→ Work required:
Copy the data below exactly. Any pictures in it should be omitted.

Data records START

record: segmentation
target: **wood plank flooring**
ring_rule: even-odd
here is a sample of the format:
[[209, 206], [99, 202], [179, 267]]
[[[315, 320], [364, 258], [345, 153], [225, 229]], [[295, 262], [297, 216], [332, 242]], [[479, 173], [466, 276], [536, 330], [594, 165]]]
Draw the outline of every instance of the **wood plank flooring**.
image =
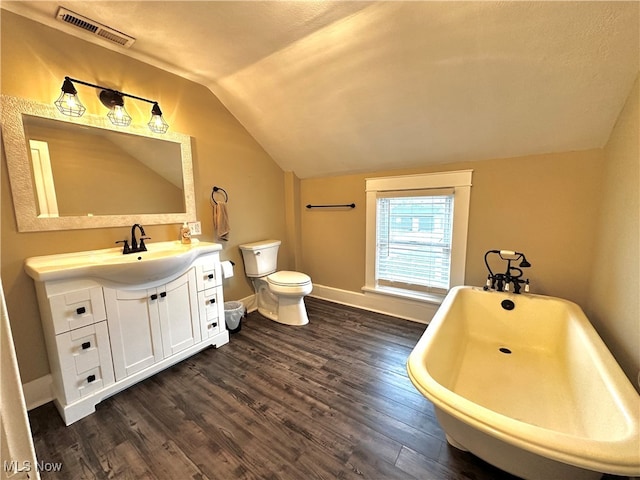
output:
[[424, 325], [306, 302], [309, 325], [249, 314], [69, 427], [53, 404], [30, 412], [39, 461], [62, 463], [43, 478], [516, 478], [447, 445], [405, 369]]

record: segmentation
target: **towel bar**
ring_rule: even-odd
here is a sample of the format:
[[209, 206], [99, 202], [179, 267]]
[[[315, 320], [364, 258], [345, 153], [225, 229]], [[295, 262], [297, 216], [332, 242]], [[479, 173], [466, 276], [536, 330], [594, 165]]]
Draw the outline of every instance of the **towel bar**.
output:
[[355, 203], [345, 203], [345, 204], [334, 204], [334, 205], [307, 205], [307, 208], [336, 208], [336, 207], [346, 207], [346, 208], [356, 208]]

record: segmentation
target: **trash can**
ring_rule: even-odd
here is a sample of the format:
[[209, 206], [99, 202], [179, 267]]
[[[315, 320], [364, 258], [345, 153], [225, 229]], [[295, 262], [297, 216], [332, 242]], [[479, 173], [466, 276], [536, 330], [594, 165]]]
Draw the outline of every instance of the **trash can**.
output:
[[240, 331], [243, 316], [244, 305], [242, 302], [224, 302], [224, 321], [227, 324], [227, 330], [231, 333]]

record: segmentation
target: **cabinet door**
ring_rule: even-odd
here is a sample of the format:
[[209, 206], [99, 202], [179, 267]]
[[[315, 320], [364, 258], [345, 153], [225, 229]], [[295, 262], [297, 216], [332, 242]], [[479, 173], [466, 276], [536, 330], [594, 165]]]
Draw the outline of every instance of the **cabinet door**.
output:
[[162, 348], [164, 356], [169, 357], [201, 338], [194, 269], [157, 290]]
[[156, 289], [104, 289], [116, 380], [162, 360]]

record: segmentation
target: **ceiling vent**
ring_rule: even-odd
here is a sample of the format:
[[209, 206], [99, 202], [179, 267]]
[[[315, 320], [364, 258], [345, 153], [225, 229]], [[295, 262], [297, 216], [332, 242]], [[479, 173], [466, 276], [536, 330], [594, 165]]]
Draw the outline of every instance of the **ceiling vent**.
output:
[[71, 10], [60, 7], [56, 14], [56, 19], [60, 22], [73, 25], [74, 27], [81, 28], [82, 30], [89, 32], [98, 37], [102, 37], [112, 43], [117, 43], [123, 47], [129, 48], [136, 41], [135, 38], [130, 37], [122, 32], [114, 30], [113, 28], [102, 25], [101, 23], [91, 20], [90, 18], [78, 15]]

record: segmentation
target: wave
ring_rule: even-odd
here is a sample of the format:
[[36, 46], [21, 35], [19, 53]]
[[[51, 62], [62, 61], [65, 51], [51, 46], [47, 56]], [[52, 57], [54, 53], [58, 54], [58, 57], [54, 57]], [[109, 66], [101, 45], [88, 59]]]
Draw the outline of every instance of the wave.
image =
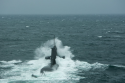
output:
[[21, 60], [0, 61], [0, 68], [13, 67], [15, 64], [19, 64], [21, 62]]
[[125, 66], [123, 65], [109, 65], [107, 70], [111, 70], [111, 71], [125, 71]]
[[3, 64], [14, 64], [14, 63], [21, 63], [21, 60], [11, 60], [11, 61], [0, 61]]
[[106, 33], [109, 33], [109, 34], [125, 34], [125, 32], [123, 32], [123, 31], [107, 31]]
[[[34, 60], [28, 60], [22, 62], [21, 60], [12, 61], [0, 61], [3, 66], [11, 65], [12, 68], [4, 72], [0, 72], [2, 79], [14, 79], [14, 80], [80, 80], [85, 78], [84, 76], [79, 76], [78, 73], [82, 71], [91, 70], [105, 70], [108, 66], [101, 63], [90, 64], [85, 61], [73, 60], [75, 57], [72, 54], [71, 48], [69, 46], [63, 46], [61, 40], [55, 39], [57, 52], [60, 56], [65, 56], [62, 59], [57, 56], [56, 62], [59, 64], [59, 68], [53, 72], [45, 72], [46, 76], [40, 75], [40, 69], [50, 63], [50, 60], [45, 60], [45, 56], [51, 54], [51, 48], [53, 47], [53, 39], [45, 42], [39, 48], [35, 50]], [[16, 64], [21, 63], [21, 64]], [[40, 76], [39, 78], [31, 77], [32, 74]]]

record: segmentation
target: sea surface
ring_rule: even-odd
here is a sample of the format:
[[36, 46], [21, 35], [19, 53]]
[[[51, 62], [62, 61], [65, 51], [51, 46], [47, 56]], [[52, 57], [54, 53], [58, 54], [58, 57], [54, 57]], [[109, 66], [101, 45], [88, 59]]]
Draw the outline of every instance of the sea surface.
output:
[[0, 15], [0, 83], [125, 83], [125, 15]]

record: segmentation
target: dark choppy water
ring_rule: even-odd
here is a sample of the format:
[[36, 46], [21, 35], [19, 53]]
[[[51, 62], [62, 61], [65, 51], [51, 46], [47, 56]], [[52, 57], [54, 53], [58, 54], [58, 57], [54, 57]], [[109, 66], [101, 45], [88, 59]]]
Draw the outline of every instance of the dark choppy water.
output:
[[[66, 59], [33, 78], [49, 63], [52, 34]], [[125, 15], [0, 16], [0, 83], [125, 83], [124, 50]]]

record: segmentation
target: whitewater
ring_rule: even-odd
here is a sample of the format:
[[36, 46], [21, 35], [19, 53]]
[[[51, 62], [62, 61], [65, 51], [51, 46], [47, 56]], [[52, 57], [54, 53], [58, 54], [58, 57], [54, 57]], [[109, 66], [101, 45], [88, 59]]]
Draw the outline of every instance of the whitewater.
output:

Data records END

→ Final answer:
record: segmentation
target: **wood plank flooring**
ring_rule: even-odd
here is a sample of the format:
[[209, 206], [99, 202], [179, 267]]
[[[315, 320], [364, 258], [345, 153], [225, 229]], [[295, 262], [297, 216], [332, 242]], [[479, 173], [466, 276], [536, 330], [594, 165]]]
Draw the outline of every instance of the **wood plank flooring**.
image =
output:
[[424, 325], [306, 302], [309, 325], [249, 314], [69, 427], [53, 404], [30, 412], [39, 461], [62, 463], [43, 478], [516, 478], [447, 445], [405, 369]]

record: segmentation
target: **towel bar**
ring_rule: even-odd
here is a sample of the format:
[[209, 206], [99, 202], [179, 267]]
[[[315, 320], [364, 258], [345, 153], [225, 229]], [[295, 262], [297, 216], [332, 242]], [[479, 173], [466, 276], [536, 330], [594, 165]]]
Draw the outline of every instance of the **towel bar**.
output:
[[355, 203], [345, 203], [345, 204], [334, 204], [334, 205], [307, 205], [307, 208], [336, 208], [336, 207], [346, 207], [346, 208], [356, 208]]

record: segmentation
target: **trash can**
ring_rule: even-odd
here is a sample of the format:
[[209, 206], [99, 202], [179, 267]]
[[[315, 320], [364, 258], [345, 153], [225, 229]], [[295, 262], [297, 216], [332, 242]], [[479, 173], [466, 276], [536, 330], [594, 165]]]
Draw the outline of every instance of the **trash can**.
output:
[[240, 331], [243, 316], [244, 305], [242, 302], [224, 302], [224, 321], [227, 324], [227, 330], [231, 333]]

record: segmentation
target: **cabinet door**
ring_rule: even-odd
here is a sample of the format:
[[209, 206], [99, 202], [179, 267]]
[[[315, 320], [364, 258], [345, 153], [225, 229]], [[295, 262], [297, 216], [332, 242]], [[479, 173], [466, 276], [536, 330], [594, 165]]]
Draw the outline of every instance of the **cabinet door**.
output:
[[162, 348], [164, 356], [169, 357], [201, 338], [194, 269], [157, 290]]
[[156, 289], [104, 289], [116, 380], [162, 360]]

record: segmentation
target: **ceiling vent**
ring_rule: even-odd
here is a sample of the format:
[[209, 206], [99, 202], [179, 267]]
[[[315, 320], [364, 258], [345, 153], [225, 229]], [[295, 262], [297, 216], [332, 242]], [[479, 173], [466, 276], [536, 330], [594, 165]]]
Draw the outline of every instance of the **ceiling vent**.
output:
[[71, 10], [60, 7], [56, 14], [56, 19], [60, 22], [73, 25], [74, 27], [81, 28], [82, 30], [89, 32], [98, 37], [102, 37], [112, 43], [117, 43], [123, 47], [129, 48], [136, 41], [135, 38], [130, 37], [122, 32], [114, 30], [113, 28], [102, 25], [101, 23], [91, 20], [90, 18], [78, 15]]

record: segmentation
target: wave
ring_rule: even-odd
here is a sample of the format:
[[36, 46], [21, 35], [19, 53]]
[[[51, 62], [62, 61], [65, 51], [51, 46], [47, 56]], [[52, 57], [54, 53], [58, 54], [58, 57], [54, 57]], [[109, 66], [101, 45], [88, 59]]]
Draw the outline of every instance of the wave.
image =
output:
[[21, 60], [0, 61], [0, 68], [13, 67], [15, 64], [19, 64], [21, 62]]
[[125, 66], [123, 65], [109, 65], [107, 70], [111, 70], [111, 71], [125, 71]]
[[3, 64], [14, 64], [14, 63], [21, 63], [21, 60], [11, 60], [11, 61], [0, 61]]
[[106, 33], [109, 33], [109, 34], [125, 34], [125, 32], [123, 32], [123, 31], [107, 31]]
[[[34, 60], [28, 60], [22, 62], [21, 60], [12, 61], [0, 61], [3, 66], [11, 65], [12, 68], [4, 72], [0, 72], [2, 79], [14, 79], [14, 80], [80, 80], [85, 78], [84, 76], [79, 76], [78, 73], [82, 71], [91, 70], [105, 70], [108, 66], [101, 63], [90, 64], [85, 61], [73, 60], [75, 57], [72, 54], [71, 48], [69, 46], [63, 46], [61, 40], [55, 39], [57, 52], [60, 56], [65, 56], [62, 59], [57, 56], [56, 62], [59, 64], [59, 68], [53, 72], [45, 72], [46, 76], [40, 75], [40, 69], [50, 63], [50, 60], [45, 60], [45, 56], [51, 54], [51, 48], [53, 47], [53, 39], [45, 42], [39, 48], [35, 50]], [[16, 64], [21, 63], [21, 64]], [[40, 76], [39, 78], [31, 77], [32, 74]]]

record: segmentation
target: sea surface
ring_rule: even-odd
here is a sample of the format:
[[36, 46], [21, 35], [19, 53]]
[[[51, 62], [62, 61], [65, 51], [51, 46], [47, 56]], [[52, 57], [54, 53], [58, 54], [58, 57], [54, 57]], [[109, 66], [101, 45], [88, 59]]]
Draw the outline of every instance of the sea surface.
output:
[[0, 15], [0, 83], [125, 83], [125, 15]]

record: segmentation
target: dark choppy water
ring_rule: even-odd
here is a sample of the format:
[[36, 46], [21, 35], [19, 53]]
[[[51, 62], [62, 61], [65, 51], [51, 46], [47, 56]], [[52, 57], [54, 53], [58, 54], [58, 57], [54, 57]], [[109, 66], [101, 45], [88, 59]]]
Draw the outline of every instance of the dark choppy water.
output:
[[[66, 59], [33, 78], [49, 63], [52, 34]], [[125, 15], [0, 16], [0, 83], [125, 83], [124, 50]]]

record: segmentation
target: whitewater
ring_rule: even-odd
here is a sample of the format:
[[36, 46], [21, 35], [19, 53]]
[[[51, 62], [62, 61], [65, 51], [51, 46], [47, 56]], [[52, 57], [54, 53], [58, 54], [58, 57], [54, 57]], [[109, 66], [101, 45], [88, 59]]]
Draw the outline of every instance of the whitewater.
output:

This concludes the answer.